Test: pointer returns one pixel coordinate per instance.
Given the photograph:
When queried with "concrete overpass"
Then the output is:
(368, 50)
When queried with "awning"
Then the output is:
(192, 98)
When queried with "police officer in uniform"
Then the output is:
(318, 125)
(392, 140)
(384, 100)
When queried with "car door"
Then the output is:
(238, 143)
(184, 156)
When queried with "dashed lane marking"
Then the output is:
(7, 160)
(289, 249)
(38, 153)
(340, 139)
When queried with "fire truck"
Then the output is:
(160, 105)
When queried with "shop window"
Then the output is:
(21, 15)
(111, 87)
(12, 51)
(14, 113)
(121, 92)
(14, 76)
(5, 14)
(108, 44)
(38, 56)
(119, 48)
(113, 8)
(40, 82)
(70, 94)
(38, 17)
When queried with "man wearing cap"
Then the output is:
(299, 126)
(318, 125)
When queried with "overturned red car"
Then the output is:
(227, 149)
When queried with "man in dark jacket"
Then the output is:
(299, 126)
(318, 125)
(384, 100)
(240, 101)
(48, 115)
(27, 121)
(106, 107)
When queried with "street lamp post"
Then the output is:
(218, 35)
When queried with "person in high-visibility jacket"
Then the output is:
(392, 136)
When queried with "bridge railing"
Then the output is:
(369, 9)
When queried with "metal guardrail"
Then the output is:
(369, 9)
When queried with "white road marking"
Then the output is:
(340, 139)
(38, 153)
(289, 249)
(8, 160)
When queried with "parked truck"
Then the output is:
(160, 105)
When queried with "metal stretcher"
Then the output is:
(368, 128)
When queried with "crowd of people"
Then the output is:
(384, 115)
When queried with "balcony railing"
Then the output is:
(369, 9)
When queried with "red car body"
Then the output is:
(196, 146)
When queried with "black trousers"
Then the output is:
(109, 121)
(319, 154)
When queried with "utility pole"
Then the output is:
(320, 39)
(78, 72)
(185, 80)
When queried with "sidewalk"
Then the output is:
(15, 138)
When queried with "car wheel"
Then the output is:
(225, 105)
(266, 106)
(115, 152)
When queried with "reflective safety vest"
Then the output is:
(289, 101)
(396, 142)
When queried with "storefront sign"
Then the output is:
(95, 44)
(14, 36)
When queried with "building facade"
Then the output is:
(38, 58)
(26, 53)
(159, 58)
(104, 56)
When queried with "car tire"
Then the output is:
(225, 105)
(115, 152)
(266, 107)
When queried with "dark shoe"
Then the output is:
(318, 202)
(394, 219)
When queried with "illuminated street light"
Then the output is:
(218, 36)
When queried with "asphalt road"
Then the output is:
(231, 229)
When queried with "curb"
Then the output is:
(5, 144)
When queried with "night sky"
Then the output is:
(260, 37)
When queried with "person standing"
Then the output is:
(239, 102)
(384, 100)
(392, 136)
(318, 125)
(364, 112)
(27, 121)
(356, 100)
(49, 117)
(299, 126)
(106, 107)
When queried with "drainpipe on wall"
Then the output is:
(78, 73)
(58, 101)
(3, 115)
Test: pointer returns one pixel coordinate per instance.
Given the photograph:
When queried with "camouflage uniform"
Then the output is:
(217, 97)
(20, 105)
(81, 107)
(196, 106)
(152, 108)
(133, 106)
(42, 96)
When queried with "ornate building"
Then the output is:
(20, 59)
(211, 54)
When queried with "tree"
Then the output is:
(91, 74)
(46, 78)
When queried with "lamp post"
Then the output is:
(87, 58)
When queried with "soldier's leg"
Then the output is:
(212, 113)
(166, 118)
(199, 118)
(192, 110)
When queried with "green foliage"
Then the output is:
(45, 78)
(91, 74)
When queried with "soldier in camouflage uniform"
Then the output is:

^^^^

== Task description ==
Report each line of the rows above that contains the word "railing", copying every such line in full.

== Right answer ==
When queried with "bridge railing"
When queried with "balcony railing"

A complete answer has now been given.